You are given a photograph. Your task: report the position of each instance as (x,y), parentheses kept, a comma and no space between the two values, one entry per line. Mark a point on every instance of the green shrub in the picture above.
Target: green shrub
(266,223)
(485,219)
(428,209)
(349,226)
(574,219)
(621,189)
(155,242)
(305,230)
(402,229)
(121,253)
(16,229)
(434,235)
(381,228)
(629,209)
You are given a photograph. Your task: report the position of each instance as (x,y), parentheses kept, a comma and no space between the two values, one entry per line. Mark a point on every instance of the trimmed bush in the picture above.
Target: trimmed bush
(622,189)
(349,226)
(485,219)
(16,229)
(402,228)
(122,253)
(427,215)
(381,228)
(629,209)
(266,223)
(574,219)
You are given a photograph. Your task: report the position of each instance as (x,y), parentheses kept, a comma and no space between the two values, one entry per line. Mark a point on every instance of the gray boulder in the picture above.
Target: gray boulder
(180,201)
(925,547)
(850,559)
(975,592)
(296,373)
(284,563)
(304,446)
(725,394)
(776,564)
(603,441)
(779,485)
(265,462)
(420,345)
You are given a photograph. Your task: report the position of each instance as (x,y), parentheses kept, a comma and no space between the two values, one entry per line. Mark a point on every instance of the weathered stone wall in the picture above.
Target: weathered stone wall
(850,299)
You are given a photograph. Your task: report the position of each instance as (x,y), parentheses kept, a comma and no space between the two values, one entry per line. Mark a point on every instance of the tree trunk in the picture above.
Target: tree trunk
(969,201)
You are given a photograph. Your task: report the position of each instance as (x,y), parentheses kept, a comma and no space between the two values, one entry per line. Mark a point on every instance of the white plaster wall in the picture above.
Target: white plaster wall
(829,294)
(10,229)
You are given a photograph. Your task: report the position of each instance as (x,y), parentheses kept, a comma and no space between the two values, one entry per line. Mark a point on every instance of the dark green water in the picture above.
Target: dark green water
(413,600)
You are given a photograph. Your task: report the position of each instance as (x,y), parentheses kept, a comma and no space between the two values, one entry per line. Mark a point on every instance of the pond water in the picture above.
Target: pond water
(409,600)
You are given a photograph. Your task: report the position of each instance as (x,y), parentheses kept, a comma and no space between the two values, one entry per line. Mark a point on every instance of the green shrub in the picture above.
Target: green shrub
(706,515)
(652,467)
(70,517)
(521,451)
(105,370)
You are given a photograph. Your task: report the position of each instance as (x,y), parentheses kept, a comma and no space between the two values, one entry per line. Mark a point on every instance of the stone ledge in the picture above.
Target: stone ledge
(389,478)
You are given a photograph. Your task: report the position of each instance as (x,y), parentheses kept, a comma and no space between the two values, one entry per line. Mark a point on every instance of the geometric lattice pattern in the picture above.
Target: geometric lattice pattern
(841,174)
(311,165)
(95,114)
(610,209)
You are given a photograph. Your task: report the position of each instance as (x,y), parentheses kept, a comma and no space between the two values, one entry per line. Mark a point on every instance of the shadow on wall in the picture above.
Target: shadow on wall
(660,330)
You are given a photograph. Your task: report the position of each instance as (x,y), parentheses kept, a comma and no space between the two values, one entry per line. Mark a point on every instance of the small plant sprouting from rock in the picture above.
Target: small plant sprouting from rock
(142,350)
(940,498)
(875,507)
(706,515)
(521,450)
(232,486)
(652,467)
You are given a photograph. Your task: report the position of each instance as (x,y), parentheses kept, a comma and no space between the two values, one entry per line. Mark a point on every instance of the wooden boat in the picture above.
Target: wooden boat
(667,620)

#### [What needs to be done]
Reproduce verbatim the lines starting at the one containing "boulder in the picture above." and ending at the one containing "Target: gray boulder", both included.

#### [The answer]
You are given a photograph. Your task: report the position of each instance as (x,y), parentheses kept, a comma and no space between the two values, one entry per line. Mark a point on every instance of the gray boulder in the picture above.
Target: gray boulder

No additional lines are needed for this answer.